PROBLEM DETAILS ::
Rewrite the real estate niche article starting with "Perhaps it’s because" and going on through "houses doesn’t work.", swapping "career counselor" for "guidance counselor".

Posted over 1 year ago

Finding Your Niche in Real Estate

When I first started telling people that I was interested in real estate, they assumed that I meant selling residential homes. I know I’m not the only one who has had that experience.

Real estate is a very broad field and there are so many different ways to have a career in real estate. Naturally, the same can be said for a lot of other industries as well, which makes it important to narrow down your focus and find a niche where you can shine; where you can be productive and happy.

What Can You Offer?

I’ve been to too many real estate networking events to count. In fact, I used to run a group back in New Jersey. These groups often consist of experienced people interested in networking and building their businesses, as well as newcomers searching for a way to break into the industry.

Frequently, the newcomers will ask how they can find a mentor or someone to teach them the ropes. The usual response is that you have to find something that you can offer in return. For example, you could bring equity partners to a deal (i.e. investors with money), you could find deals for others to invest in, you could do some hands-on construction work, or you could literally pay someone to be your mentor. The point is you’re providing something of value in exchange for their time.

Another common theme from newcomers in these meetings is an uncertainty about what they want to do. They may have seen the late-night infomercials or reality shows and have dreams about flipping houses, or perhaps they heard someone tell them that they should start off wholesaling, finding deals for other investors in exchange for a fee, and so, without giving it much thought, they’ve decided that that that’s as good a way to get started as any. But these approaches rarely seem to work.

Perhaps it’s because I used to be a career counselor, but when I talk with newcomers to the industry, I like to offer them more than a quick suggestion. Instead, I’ll often engage them in a conversation. My goal is to help others find the right path for them. We’re all individuals, and what’s right for one person can be completely wrong for someone else. This is why the one size fits all approaches of telling everyone to start off by wholesaling or flipping houses doesn’t work.

I ask new investors what they enjoy and what they’re good at. Searching through your skills, talents, abilities, and interests is the best way not only to find what you can offer of value to a potential future partner, but also what area of real estate, that is what niche, you might be best suited for.

GIVEN ENTRIES ::
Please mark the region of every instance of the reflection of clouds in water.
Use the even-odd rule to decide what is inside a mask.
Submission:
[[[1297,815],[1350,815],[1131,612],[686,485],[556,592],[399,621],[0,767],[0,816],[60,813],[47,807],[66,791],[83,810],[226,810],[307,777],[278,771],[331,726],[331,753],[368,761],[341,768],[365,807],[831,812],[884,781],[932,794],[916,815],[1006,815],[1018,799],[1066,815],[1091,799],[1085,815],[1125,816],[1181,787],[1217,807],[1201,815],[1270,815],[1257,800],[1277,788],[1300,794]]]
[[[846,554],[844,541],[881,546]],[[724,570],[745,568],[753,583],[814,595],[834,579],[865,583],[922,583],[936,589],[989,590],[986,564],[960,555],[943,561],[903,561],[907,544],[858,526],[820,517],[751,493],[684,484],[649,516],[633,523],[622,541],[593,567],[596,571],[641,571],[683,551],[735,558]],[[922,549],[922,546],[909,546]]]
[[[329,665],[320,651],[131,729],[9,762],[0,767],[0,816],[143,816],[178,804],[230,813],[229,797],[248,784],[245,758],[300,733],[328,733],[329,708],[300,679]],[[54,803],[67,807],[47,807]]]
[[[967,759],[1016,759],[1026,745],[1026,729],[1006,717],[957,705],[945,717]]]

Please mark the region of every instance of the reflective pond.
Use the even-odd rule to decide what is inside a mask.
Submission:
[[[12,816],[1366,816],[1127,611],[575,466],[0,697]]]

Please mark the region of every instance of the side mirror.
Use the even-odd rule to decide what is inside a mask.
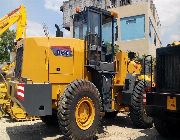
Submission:
[[[118,25],[115,27],[115,41],[118,40]]]

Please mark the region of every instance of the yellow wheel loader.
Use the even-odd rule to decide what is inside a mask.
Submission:
[[[136,126],[150,127],[144,97],[151,80],[141,73],[134,55],[115,54],[116,16],[86,7],[73,16],[74,38],[18,41],[15,75],[8,81],[13,102],[47,124],[56,120],[70,139],[92,138],[103,114],[125,107],[131,108]]]
[[[25,37],[26,9],[22,5],[0,19],[0,35],[2,35],[13,24],[17,24],[16,41]],[[16,47],[16,46],[15,46]],[[15,50],[13,48],[13,51]],[[12,56],[14,53],[11,53]],[[0,69],[0,117],[9,114],[16,121],[36,120],[37,117],[29,117],[23,109],[7,95],[7,81],[13,75],[15,63],[7,63]]]

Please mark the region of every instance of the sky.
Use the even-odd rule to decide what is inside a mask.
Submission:
[[[63,0],[0,0],[0,18],[19,5],[27,9],[27,35],[44,36],[43,24],[51,36],[55,36],[55,24],[62,25],[63,15],[60,6]],[[163,46],[180,41],[180,0],[154,0],[161,21]],[[69,32],[64,33],[70,36]]]

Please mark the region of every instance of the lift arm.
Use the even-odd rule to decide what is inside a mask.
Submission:
[[[17,23],[16,40],[19,40],[26,35],[26,8],[24,5],[0,19],[0,35],[15,23]]]

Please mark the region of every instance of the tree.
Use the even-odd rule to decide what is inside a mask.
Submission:
[[[7,30],[0,35],[0,62],[7,62],[10,59],[9,51],[14,47],[15,31]]]

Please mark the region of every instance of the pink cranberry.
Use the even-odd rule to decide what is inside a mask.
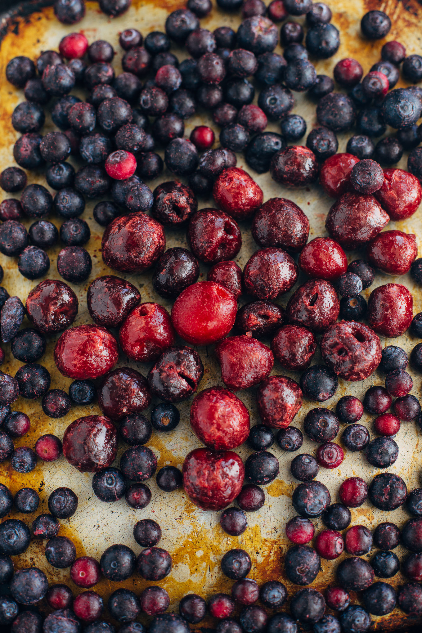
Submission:
[[[337,468],[344,459],[343,449],[333,442],[326,442],[318,446],[316,460],[325,468]]]
[[[335,530],[323,530],[315,539],[315,549],[323,558],[334,560],[343,553],[344,541]]]
[[[302,406],[302,390],[287,376],[264,379],[256,392],[258,413],[264,424],[285,429]]]
[[[204,510],[221,510],[240,492],[245,470],[232,451],[196,448],[185,458],[183,485],[190,501]]]
[[[329,237],[315,237],[299,256],[299,266],[309,277],[333,281],[347,272],[346,254]]]
[[[394,436],[400,430],[400,420],[394,413],[382,413],[374,422],[374,428],[382,436]]]
[[[320,172],[320,182],[327,196],[340,197],[352,191],[352,170],[359,163],[359,158],[352,154],[335,154],[324,161]]]
[[[306,545],[314,537],[315,528],[309,518],[294,517],[286,523],[286,536],[295,545]]]
[[[334,203],[325,228],[343,248],[361,248],[388,224],[390,218],[373,196],[344,194]]]
[[[54,348],[54,363],[68,378],[103,376],[117,362],[117,341],[105,327],[78,325],[64,332]]]
[[[247,292],[258,299],[275,299],[296,282],[299,268],[281,248],[261,248],[249,258],[244,269]]]
[[[251,430],[247,409],[228,389],[211,387],[195,396],[190,407],[190,425],[198,439],[217,451],[236,448]]]
[[[235,322],[237,303],[220,284],[202,281],[185,288],[171,308],[179,335],[194,345],[210,345],[227,336]]]
[[[120,328],[123,351],[141,363],[155,361],[175,342],[170,315],[158,303],[141,303],[133,308]]]
[[[215,354],[221,368],[221,380],[235,391],[259,384],[274,364],[271,349],[246,335],[221,341],[216,346]]]
[[[89,589],[99,581],[101,570],[95,558],[82,556],[77,558],[70,568],[70,577],[77,587]]]
[[[405,220],[420,204],[422,187],[413,174],[390,168],[384,170],[384,182],[374,196],[392,220]]]
[[[291,200],[270,198],[254,216],[252,234],[260,246],[276,246],[297,253],[306,244],[309,221]]]
[[[402,231],[384,231],[368,246],[369,263],[389,275],[406,275],[418,254],[416,237]]]
[[[263,203],[260,187],[239,167],[223,170],[214,184],[213,196],[220,209],[235,220],[246,220]]]
[[[124,273],[142,273],[161,256],[166,248],[163,227],[145,213],[116,218],[101,242],[104,263]]]
[[[385,284],[373,290],[368,301],[368,320],[378,334],[400,336],[410,327],[413,298],[404,285]]]
[[[295,325],[324,332],[335,323],[340,312],[338,297],[334,287],[324,279],[309,279],[292,295],[286,316]]]
[[[368,486],[360,477],[349,477],[340,486],[338,496],[347,508],[359,508],[368,496]]]
[[[61,442],[56,436],[41,436],[35,442],[35,453],[43,461],[55,461],[63,453]]]

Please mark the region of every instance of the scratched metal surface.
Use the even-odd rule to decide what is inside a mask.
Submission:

OUTPUT ::
Perhaps it’s because I used to be a guidance counselor, but when I talk with newcomers to the industry, I like to offer them more than a quick suggestion. Instead, I’ll often engage them in a conversation. My goal is to help others find the right path for them. We’re all individuals, and what’s right for one person can be completely wrong for someone else. This is why the one size fits all approaches of telling everyone to start off by wholesaling or flipping houses doesn’t work.